Start of READING PASSAGE

PhD student failing
Have you communicated with the student clearly about the situation? It's easy to softball negative news so they might not realize just how dire their situation is. Sit them down and straightforwardly tell them that their options are ask for help or get sent home soon, like you have in this post.
Currently, since you (and the future examiner) have no insight into the reasons for the low performance, you have no indications that it would get any better soon or that the student would be capable of catching up in time to defend their thesis. Therefore the transfer is working as intended: to catch these cases early so that the student does not waste another two years to no end. It will feel harsh in the moment, but it is not in the student's best interest to stretch out their failure for another two years (I imagine they don't feel great about their work either).
If they can explain what went wrong, establish a plan for stopping it from happening in the future, and demonstrate improvement by the time of the deadline, only then would I consider pleading for leniency with the examiner or administration. Essentially, inspire yourself from standard management techniques and put the student on a performance improvement plan.
The previous answers are excellent, and so I'd like to only add that it is worthwhile putting things in text. In case you have an in-person "heart to heart" in which you lay out the options and have a discussion with the student, sit down later on and summarize the discussion in an email that you send to the student. If you want to do it the other way around, that's fine as well -- sometimes a student needs to see written down and have time to digest something before they understand the gravity of the situation.
I suggest this for two reasons:
For some students, especially if English is not their first language and/or if they come from cultures where the culture is so that they say "yes" and nod to everything a professor says, having things written down provides a different level of reality than just hear someone say something. It also gives them a way to go over it again a couple of times to really understand what you are saying, if necessary with a dictionary.
For you, it gives you something you can point at if push eventually does come to shove. You can now reference an email or memo that can be looked at and that has a concrete date, in case you need to write the student about not performing the tasks you had laid out previously, or if you are asked by administration later on if you can back up your claim that the student has consistently underperformed.
I've been in your situation before, and at the time put the student on academic probation for two semesters after having struggled with the student for a year or more. That got her attention, and in the end she wrote an excellent thesis, independently and on a topic of her own choice. I admit that that was one of the worst things I had to do as a PhD adviser -- our students are our kids too, in some sense. But at the same time, dragging them along is also not a solution: they need to pull themselves out by their bootstrap, because (i) we can't just give them a degree, and (ii) there is a better student somewhere who could be admitted if we let students who don't do well go.
AFAICS no-one has mentioned clinical depression (can be triggered by lack of sleep or of course other reasons). The unexplained disappearances make me wonder. Is your student properly hooked into a medical system? I am not an academic, but when I was a student the Uni had a duty of care in this regard. This might justify an intervention even though they are adults.

End of READING PASSAGE

### STUDY QUESTIONS
1. Reproduce the passage on the failing PhD student word for word, starting at "The previous answers" and ending at "of the situation.".
2. According to the passage on the failing PhD student, for how long did the writer who had been in the same situation put their student on academic probation?
Rely only on the passage on the failing PhD student, not on outside knowledge.

Start of PROVIDED RECORDS

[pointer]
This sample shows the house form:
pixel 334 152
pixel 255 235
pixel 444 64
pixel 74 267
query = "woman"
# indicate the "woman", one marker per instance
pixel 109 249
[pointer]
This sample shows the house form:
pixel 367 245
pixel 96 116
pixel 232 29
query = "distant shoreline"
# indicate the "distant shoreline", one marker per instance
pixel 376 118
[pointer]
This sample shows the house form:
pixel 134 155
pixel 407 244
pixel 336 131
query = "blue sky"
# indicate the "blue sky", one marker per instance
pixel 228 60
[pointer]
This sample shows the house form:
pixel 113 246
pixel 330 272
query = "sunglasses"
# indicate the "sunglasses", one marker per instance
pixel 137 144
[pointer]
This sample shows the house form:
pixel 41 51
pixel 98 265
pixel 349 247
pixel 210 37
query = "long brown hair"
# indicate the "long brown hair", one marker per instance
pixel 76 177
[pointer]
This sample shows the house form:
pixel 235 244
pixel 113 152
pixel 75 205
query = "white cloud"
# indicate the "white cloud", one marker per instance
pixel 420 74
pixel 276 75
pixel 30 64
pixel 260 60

End of PROVIDED RECORDS
Start of PROVIDED RECORDS

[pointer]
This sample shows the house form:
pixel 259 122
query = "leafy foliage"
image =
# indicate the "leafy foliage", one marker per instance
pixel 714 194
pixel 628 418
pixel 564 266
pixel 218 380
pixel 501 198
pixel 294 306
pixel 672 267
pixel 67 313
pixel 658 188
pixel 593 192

End of PROVIDED RECORDS

### RESPONSES TO THE EXERCISE
1.
The previous answers are excellent, and so I'd like to only add that it is worthwhile putting things in text. In case you have an in-person "heart to heart" in which you lay out the options and have a discussion with the student, sit down later on and summarize the discussion in an email that you send to the student. If you want to do it the other way around, that's fine as well -- sometimes a student needs to see written down and have time to digest something before they understand the gravity of the situation.

2. For two semesters.